» INSTRUCTION 1:
Answer these questions using the text on Studio for Propositional Cinema.
(a) As what does Studio for Propositional Cinema address its spectators?
(b) Which foundation in Naples hosted the residency?
(c) Who curated the show The Storyteller's Fountain?
» INSTRUCTION 2: Transcribe part of the text on Studio for Propositional Cinema word for word, starting at "EMAIL CONVERSATIONS, A" and ending at "the exhibition space.".

» TEXT PASSAGE:
EMAIL CONVERSATIONS, A series that dives deep into the practice of artists, artworks and political dimensions of production contexts.
The artist entity Studio for Propositional Cinema re-imagines exhibition formats by addressing its spectators as active participants, inviting them to witness and experience the often dystopian narratives in form of texts, sound installations and architectural interventions that narrate “stories of worlds that we dream to inhabit or that reveal the nightmarish aspects of our own”. In its collaborative practice, SPC disassembles the individual elements of the cinematic narrative (image, sound, text, performance, architecture, scenography, etc.) and brings them together in unexpected ways within a space for experimentation—the studio—and later the exhibition space.
Ilenia Rossi: We met last summer while you were in Italy for a residency at Fondazione Morra Greco in Naples, preparing the show The Storyteller's Fountain: A story told by a gust of wind in the low and dark rooms, curated by Alessia Volpe. It would be interesting to hear more about your time in Naples and how it influenced the work you made for the show.

» GIVEN DATA:
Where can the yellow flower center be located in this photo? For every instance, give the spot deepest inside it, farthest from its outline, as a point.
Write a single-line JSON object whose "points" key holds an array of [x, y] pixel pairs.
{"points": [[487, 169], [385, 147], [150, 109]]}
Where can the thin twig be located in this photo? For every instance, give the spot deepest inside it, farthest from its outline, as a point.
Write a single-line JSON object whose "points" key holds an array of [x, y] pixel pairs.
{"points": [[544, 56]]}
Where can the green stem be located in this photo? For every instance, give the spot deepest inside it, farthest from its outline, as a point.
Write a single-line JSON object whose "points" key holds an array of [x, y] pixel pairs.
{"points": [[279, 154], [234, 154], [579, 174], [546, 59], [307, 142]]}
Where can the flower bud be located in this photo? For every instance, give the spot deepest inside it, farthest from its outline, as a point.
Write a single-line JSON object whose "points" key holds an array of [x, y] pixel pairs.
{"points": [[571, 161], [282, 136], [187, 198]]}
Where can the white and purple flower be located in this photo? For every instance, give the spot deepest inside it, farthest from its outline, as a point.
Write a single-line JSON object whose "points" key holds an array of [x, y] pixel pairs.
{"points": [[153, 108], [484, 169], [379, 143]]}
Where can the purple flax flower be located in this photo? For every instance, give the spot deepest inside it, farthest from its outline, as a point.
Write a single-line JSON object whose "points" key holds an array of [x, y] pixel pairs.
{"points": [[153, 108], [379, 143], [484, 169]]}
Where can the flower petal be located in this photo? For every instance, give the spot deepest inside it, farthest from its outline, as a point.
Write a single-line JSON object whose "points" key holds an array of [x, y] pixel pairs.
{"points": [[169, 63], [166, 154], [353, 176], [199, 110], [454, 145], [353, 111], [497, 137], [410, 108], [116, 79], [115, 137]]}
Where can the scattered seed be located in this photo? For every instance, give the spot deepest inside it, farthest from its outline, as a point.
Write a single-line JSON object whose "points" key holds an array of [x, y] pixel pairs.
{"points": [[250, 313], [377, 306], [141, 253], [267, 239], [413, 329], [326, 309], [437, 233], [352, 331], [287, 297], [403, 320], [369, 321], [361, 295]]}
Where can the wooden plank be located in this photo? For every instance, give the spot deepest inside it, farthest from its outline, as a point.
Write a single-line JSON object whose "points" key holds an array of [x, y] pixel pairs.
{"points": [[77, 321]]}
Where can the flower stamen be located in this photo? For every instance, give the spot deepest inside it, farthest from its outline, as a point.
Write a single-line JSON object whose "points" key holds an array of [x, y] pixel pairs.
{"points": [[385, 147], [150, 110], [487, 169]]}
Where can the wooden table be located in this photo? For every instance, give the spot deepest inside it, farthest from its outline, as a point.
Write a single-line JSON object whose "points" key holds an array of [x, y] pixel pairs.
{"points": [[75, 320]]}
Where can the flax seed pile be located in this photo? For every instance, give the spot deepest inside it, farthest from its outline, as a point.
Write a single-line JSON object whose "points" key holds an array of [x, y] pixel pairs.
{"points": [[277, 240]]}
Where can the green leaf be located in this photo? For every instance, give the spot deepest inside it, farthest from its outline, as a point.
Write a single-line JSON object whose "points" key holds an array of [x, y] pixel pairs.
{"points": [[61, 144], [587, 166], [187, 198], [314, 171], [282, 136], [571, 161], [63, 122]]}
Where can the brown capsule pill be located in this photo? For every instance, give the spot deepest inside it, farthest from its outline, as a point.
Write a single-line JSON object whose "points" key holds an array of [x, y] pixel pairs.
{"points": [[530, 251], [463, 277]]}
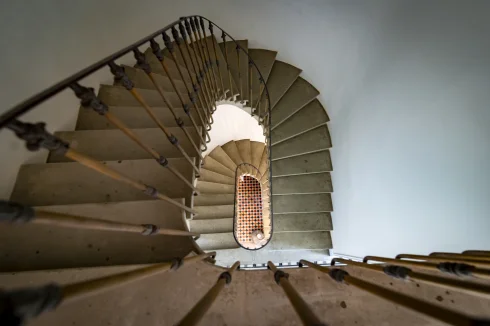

» PROBLEM SOLUTION 1:
(a) As active participants.
(b) Fondazione Morra Greco.
(c) Alessia Volpe.

» PROBLEM SOLUTION 2:
EMAIL CONVERSATIONS, A series that dives deep into the practice of artists, artworks and political dimensions of production contexts.
The artist entity Studio for Propositional Cinema re-imagines exhibition formats by addressing its spectators as active participants, inviting them to witness and experience the often dystopian narratives in form of texts, sound installations and architectural interventions that narrate “stories of worlds that we dream to inhabit or that reveal the nightmarish aspects of our own”. In its collaborative practice, SPC disassembles the individual elements of the cinematic narrative (image, sound, text, performance, architecture, scenography, etc.) and brings them together in unexpected ways within a space for experimentation—the studio—and later the exhibition space.